STORED DATA =
Content starts

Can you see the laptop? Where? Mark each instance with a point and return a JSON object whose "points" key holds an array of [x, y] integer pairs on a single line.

Content ends
Content starts

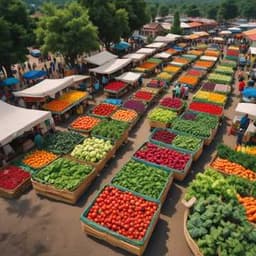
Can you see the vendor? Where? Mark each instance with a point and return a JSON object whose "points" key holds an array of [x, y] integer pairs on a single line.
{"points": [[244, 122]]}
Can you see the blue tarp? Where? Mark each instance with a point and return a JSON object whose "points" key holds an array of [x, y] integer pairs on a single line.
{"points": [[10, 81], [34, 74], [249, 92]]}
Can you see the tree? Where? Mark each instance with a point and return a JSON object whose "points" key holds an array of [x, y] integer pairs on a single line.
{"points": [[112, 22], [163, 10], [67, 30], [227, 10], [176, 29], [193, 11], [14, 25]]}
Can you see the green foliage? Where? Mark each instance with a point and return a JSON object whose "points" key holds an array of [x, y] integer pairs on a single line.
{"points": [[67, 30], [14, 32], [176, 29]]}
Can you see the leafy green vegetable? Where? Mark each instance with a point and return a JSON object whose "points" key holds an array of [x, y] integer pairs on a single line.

Content ends
Content starts

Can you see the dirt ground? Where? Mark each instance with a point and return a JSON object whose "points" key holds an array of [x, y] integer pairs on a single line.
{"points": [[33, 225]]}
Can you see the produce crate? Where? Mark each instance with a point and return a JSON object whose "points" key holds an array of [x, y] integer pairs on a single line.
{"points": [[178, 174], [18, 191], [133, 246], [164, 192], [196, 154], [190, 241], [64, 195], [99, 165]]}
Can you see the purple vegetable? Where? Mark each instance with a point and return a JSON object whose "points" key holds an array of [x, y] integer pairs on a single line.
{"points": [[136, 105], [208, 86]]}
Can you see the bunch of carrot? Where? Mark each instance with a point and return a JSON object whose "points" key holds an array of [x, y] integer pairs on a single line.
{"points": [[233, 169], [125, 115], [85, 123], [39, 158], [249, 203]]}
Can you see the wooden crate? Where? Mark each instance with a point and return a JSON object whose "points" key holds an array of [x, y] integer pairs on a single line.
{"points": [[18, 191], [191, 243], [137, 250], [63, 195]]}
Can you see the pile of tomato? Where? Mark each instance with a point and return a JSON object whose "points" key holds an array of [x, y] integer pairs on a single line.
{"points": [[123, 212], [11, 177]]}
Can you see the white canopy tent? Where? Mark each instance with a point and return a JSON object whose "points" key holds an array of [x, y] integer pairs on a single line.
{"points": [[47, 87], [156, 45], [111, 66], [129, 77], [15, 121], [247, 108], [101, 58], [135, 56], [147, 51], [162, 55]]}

Content ends

WHAT NEEDS TO BE DONE = Nothing but the lines above from the one containing "Can you see the blue" through the one containing "Can you see the leafy" should appear in the answer, each repeated exactly.

WRITTEN REPLY =
Can you see the blue tarp? Where? Mark each instance with a point and return a JSON object whose "points" key holds an array of [x, y] integer pairs on a single line.
{"points": [[10, 81], [34, 74], [249, 92]]}
Can you see the tree? Where? Mark each instance with a point and return a JSON object whose "points" key holds an array of [x, y] integer pairs on a single line.
{"points": [[112, 22], [163, 10], [67, 30], [227, 10], [176, 29], [193, 11], [14, 25]]}
Can you see the green foliage? Where? Mark each instance with a point and return a JSON object whose "points" key holds an array of [x, y] integer pairs on a single line.
{"points": [[67, 30], [14, 32], [176, 29]]}
Can you see the leafy green vegetable? Where? Mark each instance with a point and return a JSON object whose "points" key holds an array of [x, y] integer pairs on a single line.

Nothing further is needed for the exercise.